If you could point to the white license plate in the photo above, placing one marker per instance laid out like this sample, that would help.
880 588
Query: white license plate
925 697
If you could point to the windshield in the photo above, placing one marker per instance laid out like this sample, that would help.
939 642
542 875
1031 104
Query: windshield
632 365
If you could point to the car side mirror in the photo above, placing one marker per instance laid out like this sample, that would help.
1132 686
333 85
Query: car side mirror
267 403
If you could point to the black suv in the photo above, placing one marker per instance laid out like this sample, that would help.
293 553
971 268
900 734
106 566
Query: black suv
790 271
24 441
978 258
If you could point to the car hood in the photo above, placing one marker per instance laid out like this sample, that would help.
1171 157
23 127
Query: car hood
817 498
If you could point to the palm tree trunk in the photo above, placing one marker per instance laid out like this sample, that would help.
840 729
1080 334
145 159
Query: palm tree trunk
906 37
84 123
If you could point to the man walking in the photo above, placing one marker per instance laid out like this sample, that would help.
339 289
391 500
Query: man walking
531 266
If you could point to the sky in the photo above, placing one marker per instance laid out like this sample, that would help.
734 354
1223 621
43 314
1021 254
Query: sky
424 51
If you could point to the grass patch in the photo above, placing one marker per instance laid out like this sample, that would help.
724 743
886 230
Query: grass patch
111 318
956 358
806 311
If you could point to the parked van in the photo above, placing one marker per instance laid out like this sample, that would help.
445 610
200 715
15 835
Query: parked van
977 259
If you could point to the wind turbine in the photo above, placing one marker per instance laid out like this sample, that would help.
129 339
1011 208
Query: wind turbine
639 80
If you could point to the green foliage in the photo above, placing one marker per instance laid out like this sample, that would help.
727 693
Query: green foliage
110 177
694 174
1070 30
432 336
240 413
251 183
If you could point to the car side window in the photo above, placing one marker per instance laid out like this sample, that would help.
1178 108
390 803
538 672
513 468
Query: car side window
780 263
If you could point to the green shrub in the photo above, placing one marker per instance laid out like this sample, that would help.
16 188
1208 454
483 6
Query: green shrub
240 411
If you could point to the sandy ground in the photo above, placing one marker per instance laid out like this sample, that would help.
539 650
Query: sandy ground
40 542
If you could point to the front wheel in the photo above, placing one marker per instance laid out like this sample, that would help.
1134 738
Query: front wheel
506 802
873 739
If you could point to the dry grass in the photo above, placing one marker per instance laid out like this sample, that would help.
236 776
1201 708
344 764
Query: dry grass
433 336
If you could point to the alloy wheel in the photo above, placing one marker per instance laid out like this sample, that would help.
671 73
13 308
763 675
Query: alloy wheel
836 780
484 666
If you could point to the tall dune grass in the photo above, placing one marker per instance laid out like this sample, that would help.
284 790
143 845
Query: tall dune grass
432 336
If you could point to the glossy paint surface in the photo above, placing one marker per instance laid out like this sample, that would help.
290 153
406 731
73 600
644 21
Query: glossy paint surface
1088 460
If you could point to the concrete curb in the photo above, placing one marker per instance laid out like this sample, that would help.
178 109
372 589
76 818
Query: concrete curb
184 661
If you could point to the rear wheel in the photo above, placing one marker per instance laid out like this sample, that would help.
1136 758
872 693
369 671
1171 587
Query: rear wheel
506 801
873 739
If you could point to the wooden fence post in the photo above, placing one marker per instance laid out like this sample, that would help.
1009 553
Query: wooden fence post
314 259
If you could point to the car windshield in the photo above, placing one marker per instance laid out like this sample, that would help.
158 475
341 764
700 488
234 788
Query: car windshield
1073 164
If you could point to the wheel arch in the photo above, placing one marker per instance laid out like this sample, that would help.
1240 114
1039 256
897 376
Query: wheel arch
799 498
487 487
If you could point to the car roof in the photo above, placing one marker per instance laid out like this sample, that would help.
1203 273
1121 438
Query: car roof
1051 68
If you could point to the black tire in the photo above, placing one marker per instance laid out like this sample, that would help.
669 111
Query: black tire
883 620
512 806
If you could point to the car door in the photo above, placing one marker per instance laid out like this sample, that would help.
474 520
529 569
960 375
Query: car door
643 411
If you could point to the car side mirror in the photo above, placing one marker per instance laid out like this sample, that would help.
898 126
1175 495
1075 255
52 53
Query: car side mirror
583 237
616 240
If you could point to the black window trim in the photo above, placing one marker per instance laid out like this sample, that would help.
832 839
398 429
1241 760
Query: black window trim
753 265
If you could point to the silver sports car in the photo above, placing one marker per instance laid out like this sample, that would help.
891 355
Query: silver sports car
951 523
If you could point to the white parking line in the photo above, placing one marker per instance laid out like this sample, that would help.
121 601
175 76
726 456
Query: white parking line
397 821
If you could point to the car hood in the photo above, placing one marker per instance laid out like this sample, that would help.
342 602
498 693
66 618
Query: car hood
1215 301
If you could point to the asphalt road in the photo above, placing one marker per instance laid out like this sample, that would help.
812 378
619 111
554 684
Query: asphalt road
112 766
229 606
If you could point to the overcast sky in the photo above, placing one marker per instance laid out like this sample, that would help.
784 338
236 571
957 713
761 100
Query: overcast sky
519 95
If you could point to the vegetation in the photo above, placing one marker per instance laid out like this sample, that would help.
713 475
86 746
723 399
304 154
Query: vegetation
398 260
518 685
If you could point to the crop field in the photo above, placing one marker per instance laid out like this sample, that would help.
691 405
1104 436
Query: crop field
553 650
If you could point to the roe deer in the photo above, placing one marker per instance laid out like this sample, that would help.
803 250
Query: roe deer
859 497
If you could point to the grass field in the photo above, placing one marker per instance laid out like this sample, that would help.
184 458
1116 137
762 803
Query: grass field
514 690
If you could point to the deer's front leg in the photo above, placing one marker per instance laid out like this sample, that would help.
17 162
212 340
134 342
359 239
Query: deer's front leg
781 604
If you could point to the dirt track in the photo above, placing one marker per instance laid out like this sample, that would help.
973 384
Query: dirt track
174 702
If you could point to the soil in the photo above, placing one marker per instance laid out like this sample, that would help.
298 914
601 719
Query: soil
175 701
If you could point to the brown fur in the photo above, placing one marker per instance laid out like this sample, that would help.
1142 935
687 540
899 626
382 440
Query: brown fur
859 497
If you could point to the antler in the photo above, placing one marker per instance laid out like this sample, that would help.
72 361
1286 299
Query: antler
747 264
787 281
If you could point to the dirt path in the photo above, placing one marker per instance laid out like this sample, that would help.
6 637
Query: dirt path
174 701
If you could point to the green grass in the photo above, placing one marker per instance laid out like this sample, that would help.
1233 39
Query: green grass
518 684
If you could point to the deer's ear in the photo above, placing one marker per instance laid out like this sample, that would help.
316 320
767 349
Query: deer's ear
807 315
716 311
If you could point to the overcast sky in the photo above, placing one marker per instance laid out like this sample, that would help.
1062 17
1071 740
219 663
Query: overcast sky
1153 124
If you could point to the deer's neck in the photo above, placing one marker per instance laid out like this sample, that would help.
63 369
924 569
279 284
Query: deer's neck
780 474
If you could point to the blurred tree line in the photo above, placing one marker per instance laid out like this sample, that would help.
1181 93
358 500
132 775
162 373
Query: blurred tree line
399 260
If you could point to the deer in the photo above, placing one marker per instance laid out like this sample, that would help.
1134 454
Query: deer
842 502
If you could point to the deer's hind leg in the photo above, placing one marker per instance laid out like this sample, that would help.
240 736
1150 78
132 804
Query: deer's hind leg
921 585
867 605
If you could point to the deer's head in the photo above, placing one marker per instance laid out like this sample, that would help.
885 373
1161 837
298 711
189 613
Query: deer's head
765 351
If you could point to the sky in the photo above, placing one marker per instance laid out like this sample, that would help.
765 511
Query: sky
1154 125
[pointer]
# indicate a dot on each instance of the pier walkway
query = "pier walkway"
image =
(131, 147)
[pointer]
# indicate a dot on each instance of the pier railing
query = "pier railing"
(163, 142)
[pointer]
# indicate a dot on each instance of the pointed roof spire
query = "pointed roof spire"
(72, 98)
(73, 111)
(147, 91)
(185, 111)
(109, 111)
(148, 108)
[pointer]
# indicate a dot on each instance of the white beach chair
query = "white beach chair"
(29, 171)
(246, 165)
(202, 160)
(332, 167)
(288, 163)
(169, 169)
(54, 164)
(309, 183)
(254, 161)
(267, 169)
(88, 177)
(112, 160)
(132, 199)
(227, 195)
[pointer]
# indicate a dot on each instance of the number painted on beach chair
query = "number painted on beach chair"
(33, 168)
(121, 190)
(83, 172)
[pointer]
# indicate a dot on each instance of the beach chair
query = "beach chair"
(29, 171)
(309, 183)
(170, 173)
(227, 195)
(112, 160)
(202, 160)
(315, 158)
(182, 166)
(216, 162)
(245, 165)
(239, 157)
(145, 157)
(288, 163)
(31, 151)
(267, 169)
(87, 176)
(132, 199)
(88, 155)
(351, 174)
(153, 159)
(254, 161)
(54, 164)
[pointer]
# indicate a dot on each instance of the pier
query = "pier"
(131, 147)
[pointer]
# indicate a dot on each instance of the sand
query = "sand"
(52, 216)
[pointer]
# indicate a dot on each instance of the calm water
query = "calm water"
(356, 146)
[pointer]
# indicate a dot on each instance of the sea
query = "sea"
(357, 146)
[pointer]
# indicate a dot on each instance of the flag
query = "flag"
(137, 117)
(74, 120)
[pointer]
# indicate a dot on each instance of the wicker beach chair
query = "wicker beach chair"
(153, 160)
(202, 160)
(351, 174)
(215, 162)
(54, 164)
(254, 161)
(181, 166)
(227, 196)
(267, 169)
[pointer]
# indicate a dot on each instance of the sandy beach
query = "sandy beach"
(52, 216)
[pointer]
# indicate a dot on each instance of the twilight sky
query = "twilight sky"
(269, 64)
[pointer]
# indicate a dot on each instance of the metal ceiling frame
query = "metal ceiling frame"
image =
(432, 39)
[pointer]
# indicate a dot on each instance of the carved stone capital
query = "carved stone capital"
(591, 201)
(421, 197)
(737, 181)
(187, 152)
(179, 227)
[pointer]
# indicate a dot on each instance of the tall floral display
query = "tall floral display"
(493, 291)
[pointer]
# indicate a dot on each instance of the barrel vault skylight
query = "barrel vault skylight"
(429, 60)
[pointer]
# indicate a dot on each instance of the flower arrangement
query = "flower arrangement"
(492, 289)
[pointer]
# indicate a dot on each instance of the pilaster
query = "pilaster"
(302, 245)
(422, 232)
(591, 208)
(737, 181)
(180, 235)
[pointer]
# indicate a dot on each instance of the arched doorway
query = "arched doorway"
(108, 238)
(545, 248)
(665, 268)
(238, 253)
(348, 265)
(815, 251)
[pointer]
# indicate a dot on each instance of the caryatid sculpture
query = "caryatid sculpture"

....................

Task item: Every line with the word "frame" in it should be copied from the listing above.

Output of the task:
# indicate a dot on each instance of the metal ceiling frame
query = "metal ceiling frame"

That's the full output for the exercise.